» DIRECTIVE
Copy every entry below word for word, omitting the pictures.

» EXERCISE INPUT
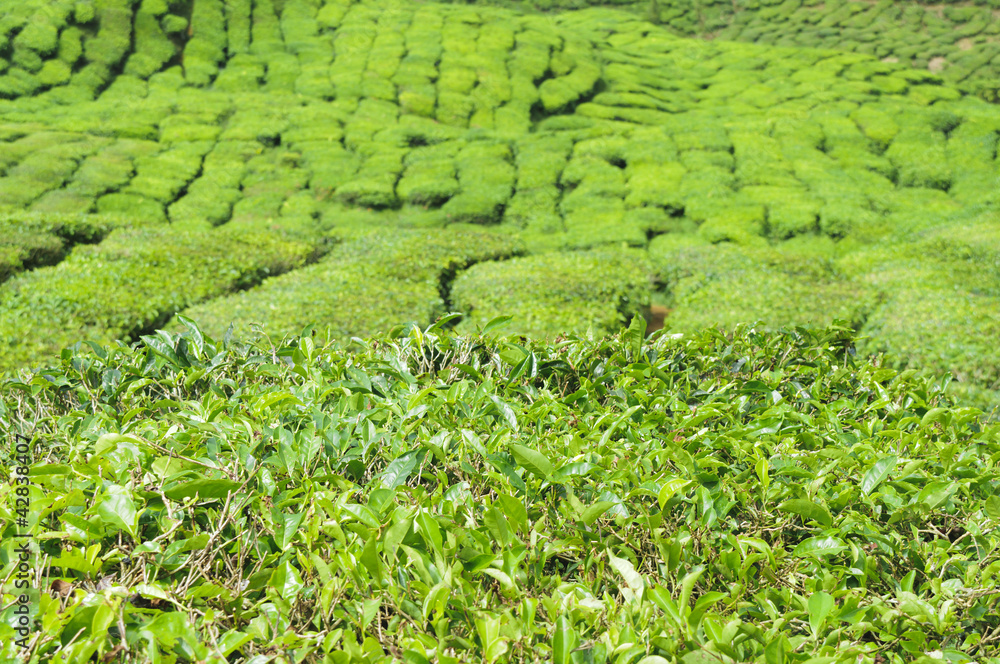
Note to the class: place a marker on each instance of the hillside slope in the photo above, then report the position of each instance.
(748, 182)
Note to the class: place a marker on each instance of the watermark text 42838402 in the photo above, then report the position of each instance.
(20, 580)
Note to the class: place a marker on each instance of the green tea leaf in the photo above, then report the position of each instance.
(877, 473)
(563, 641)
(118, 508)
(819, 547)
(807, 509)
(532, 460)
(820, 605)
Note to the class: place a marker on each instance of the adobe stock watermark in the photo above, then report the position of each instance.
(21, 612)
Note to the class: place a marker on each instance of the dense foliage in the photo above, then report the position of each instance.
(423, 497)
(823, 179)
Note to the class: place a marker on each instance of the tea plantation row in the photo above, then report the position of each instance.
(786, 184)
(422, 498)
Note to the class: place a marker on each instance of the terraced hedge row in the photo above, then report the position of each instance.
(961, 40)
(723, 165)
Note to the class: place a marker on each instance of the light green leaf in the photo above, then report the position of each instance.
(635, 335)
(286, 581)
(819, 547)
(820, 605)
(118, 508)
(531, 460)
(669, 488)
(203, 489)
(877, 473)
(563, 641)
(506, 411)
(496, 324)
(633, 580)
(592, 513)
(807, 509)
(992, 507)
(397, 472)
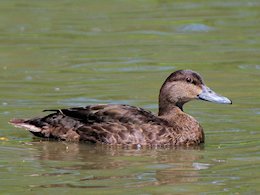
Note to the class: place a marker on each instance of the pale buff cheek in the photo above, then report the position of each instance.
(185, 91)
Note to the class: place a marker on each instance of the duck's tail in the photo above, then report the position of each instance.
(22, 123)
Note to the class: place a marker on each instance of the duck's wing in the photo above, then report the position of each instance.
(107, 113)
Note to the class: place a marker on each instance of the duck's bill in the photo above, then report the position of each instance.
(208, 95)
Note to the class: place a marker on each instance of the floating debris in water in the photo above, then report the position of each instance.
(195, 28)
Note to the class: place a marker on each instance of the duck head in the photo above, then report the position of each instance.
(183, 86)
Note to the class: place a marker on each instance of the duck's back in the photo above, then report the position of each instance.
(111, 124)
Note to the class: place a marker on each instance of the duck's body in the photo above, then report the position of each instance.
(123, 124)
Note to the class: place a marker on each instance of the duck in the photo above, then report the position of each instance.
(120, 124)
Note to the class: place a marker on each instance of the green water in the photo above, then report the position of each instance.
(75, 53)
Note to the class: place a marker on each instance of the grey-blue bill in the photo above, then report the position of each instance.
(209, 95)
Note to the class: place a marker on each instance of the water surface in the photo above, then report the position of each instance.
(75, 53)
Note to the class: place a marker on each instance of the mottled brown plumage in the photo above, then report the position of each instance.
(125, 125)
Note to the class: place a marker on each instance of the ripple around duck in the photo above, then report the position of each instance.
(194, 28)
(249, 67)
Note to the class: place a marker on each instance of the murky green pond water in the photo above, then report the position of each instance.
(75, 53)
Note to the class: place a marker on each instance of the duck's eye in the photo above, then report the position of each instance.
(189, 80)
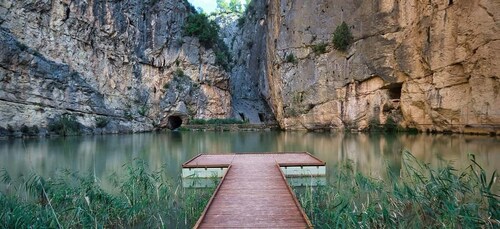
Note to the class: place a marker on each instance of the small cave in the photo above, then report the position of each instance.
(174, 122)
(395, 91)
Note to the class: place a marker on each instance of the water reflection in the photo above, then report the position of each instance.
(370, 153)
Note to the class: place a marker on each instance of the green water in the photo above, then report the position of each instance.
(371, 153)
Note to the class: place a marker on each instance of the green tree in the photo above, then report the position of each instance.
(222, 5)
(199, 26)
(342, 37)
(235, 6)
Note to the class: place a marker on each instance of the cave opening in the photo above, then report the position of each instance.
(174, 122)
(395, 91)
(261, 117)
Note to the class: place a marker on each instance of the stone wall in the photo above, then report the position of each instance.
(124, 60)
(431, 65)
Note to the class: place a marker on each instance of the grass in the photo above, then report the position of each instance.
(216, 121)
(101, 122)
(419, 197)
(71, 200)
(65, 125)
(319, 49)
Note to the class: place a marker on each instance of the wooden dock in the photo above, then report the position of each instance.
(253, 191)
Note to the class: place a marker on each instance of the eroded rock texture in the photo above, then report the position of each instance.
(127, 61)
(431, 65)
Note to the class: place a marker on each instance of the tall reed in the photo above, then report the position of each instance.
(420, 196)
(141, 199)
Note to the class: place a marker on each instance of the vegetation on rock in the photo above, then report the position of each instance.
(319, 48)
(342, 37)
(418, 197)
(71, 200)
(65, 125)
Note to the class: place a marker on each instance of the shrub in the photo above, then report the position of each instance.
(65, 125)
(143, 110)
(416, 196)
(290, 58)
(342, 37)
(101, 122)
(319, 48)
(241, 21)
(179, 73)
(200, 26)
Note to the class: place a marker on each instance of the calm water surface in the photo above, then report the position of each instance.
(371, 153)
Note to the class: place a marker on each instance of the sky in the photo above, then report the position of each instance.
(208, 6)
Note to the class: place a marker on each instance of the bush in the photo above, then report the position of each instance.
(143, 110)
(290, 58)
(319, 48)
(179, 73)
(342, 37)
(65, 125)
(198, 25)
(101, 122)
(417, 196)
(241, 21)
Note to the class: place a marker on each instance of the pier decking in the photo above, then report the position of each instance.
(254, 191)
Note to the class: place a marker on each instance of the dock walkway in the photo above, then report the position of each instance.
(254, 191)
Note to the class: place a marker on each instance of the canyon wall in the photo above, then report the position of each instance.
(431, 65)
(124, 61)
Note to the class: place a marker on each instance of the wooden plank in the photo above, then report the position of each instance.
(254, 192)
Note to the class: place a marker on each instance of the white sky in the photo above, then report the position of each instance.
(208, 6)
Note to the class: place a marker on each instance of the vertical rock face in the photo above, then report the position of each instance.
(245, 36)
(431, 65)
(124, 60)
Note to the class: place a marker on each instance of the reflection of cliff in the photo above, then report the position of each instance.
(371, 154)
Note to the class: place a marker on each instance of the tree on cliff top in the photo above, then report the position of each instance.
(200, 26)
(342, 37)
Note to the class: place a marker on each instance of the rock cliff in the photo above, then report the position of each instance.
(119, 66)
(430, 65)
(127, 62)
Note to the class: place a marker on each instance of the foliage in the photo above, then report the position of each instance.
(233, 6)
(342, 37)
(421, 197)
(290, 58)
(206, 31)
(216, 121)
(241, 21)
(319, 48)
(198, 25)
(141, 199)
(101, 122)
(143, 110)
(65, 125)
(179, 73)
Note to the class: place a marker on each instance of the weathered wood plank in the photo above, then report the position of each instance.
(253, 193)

» RESPONSE BELOW
Note to the class: place a marker on each instance of the hillside slope in the photo above, then report the position of each instance.
(748, 182)
Note to the class: place a marker on each instance of the watermark text 42838402 in the photo above, then report the position of each instance.
(20, 580)
Note to the class: place a marker on each instance of the green tea leaf in the photo above, then report the position of each instance.
(877, 473)
(563, 641)
(118, 508)
(819, 547)
(807, 509)
(532, 460)
(820, 605)
Note to the class: place a marker on each instance of the adobe stock watermark in the photo above, then report the position of each instance.
(21, 612)
Note to the class: place a marker on each instance of the dense foliage in the photo above, then report the position of each instance.
(423, 497)
(823, 179)
Note to the class: place a marker on each instance of the tea plantation row in the photo above, then report the position of each instance.
(786, 184)
(422, 498)
Note to the class: place a marker on each instance of the terraced hedge row in the photo above, then report the position of each instance.
(961, 40)
(723, 165)
Note to the class: place a marker on each instance of the light green leaf in the photo above, then report the position of each instance.
(635, 335)
(286, 581)
(819, 547)
(820, 605)
(118, 508)
(531, 460)
(669, 488)
(203, 489)
(877, 473)
(563, 641)
(506, 411)
(496, 324)
(633, 580)
(592, 513)
(807, 509)
(992, 507)
(397, 472)
Note to the class: place a marker on each instance of the pale buff cheek in the photo above, then report the position of each instance.
(185, 91)
Note to the class: place a marker on each instance of the duck's tail in the photo above, then report the position of each instance.
(22, 123)
Note to the class: place a marker on each instance of the duck's wing in the photo above, then report the position of each instance.
(107, 113)
Note to the class: place a marker on each instance of the duck's bill in the photo above, then report the position of each instance.
(208, 95)
Note to the class: place a marker on each instance of the floating debris in water in the photo above, then report the position of each instance.
(195, 28)
Note to the class: place a marker on each instance of the duck head in the photo above, then report the position of each instance.
(183, 86)
Note to the class: place a marker on each instance of the duck's back in the photo above, then report the position of each instance.
(111, 124)
Note to the class: place a marker on each instance of the duck's body in the photo above, then report the position of each instance.
(123, 124)
Note to the class: place a marker on each instance of the duck in the photo above, then report the position of each instance.
(120, 124)
Note to the class: place a marker on each instance of the green water in the photo above, then report the position of each instance.
(75, 53)
Note to the class: place a marker on each instance of the grey-blue bill in the photo above, then report the position of each instance.
(209, 95)
Note to the class: place a marker on each instance of the water surface in the photo above, then report the position of each instance.
(75, 53)
Note to the class: place a marker on each instance of the mottled brown plumage in the photo above, then report the position of each instance.
(125, 125)
Note to the class: place a marker on each instance of the ripple around duck in the photo above, then report the position of each instance.
(194, 28)
(249, 67)
Note to the class: place a marker on each instance of the murky green pond water in the photo above, then report the position of each instance.
(75, 53)
Note to the class: place a marker on each instance of the duck's eye in the photo above, then report the position of each instance.
(189, 80)
Note to the class: place a marker on each instance of the small cave in the photo above, then report the position of each instance.
(174, 122)
(395, 91)
Note to the class: place a marker on each instance of the water reflection in the photo above, then report the position of each instance.
(370, 153)
Note to the class: place a marker on each instance of the green water in the photo above, then report the position of each instance.
(371, 153)
Note to the class: place a marker on each instance of the green tree in the photo above, then report the position of each instance.
(222, 5)
(199, 26)
(342, 37)
(235, 6)
Note to the class: place a marker on each instance of the cave opening in the photo above, then report the position of each instance.
(174, 122)
(395, 91)
(261, 117)
Note to the class: place a marker on each instance of the stone wall in the photo above, then report the position of each instance.
(124, 60)
(431, 65)
Note to the class: place a marker on each instance of the grass in the photo above, then report the position of each instance.
(216, 121)
(101, 122)
(419, 197)
(71, 200)
(65, 125)
(319, 49)
Note to the class: place a marker on each instance of the wooden dock in the photo above, then report the position of each instance.
(253, 191)
Note to the class: place a marker on each instance of the eroded rock texture in the photo above, then report the position of each instance.
(127, 61)
(431, 65)
Note to the class: place a marker on each instance of the tall reed in the photo above, then report the position of each instance.
(420, 196)
(141, 199)
Note to the class: place a marker on each instance of the vegetation on rock in the photo above, then report the position of each instance.
(319, 48)
(342, 37)
(418, 197)
(71, 200)
(65, 125)
Note to the class: place a marker on each instance of the shrub in the photo above, then report the position of each instance.
(65, 125)
(143, 110)
(416, 196)
(290, 58)
(342, 37)
(101, 122)
(319, 48)
(241, 21)
(179, 73)
(200, 26)
Note to the class: place a marker on each instance of the calm water surface in the photo above, then report the position of each instance.
(371, 153)
Note to the class: place a marker on each instance of the sky in the photo above, then report the position of each instance.
(208, 6)
Note to the class: place a marker on each instance of the bush in the photo above, then report the position of each instance.
(143, 110)
(290, 58)
(319, 48)
(179, 73)
(342, 37)
(65, 125)
(198, 25)
(101, 122)
(417, 196)
(241, 21)
Note to the class: place a marker on each instance of the pier decking in the photo above, then report the position of each instance.
(254, 191)
Note to the class: place a marker on each instance of the dock walkway in the photo above, then report the position of each instance.
(254, 191)
Note to the class: place a marker on each instance of the canyon wall in the photo above, then report the position of each instance.
(431, 65)
(124, 61)
Note to the class: place a marker on each instance of the wooden plank in the photo above, then report the position of each instance.
(254, 192)
Note to the class: place a marker on each instance of the white sky in the photo above, then report the position of each instance.
(208, 6)
Note to the class: place a marker on each instance of the vertical rock face in the photo above, then report the position of each instance.
(245, 36)
(431, 65)
(124, 60)
Note to the class: place a marker on each instance of the reflection of cliff in the photo above, then report the position of each instance.
(371, 154)
Note to the class: place a marker on each instance of the tree on cliff top in the photo above, then report the position of each instance.
(200, 26)
(342, 37)
Note to the class: place a marker on each instance of the rock cliff in the photo above, then report the position of each instance.
(119, 66)
(430, 65)
(127, 62)
Note to the class: place a marker on each instance of the foliage in the photo above, then report the position of each instance.
(233, 6)
(342, 37)
(421, 197)
(290, 58)
(206, 31)
(216, 121)
(241, 21)
(319, 48)
(198, 25)
(141, 199)
(101, 122)
(143, 110)
(65, 125)
(179, 73)
Note to the class: place a marker on each instance of the weathered wood plank in the photo above, then report the position of each instance.
(253, 193)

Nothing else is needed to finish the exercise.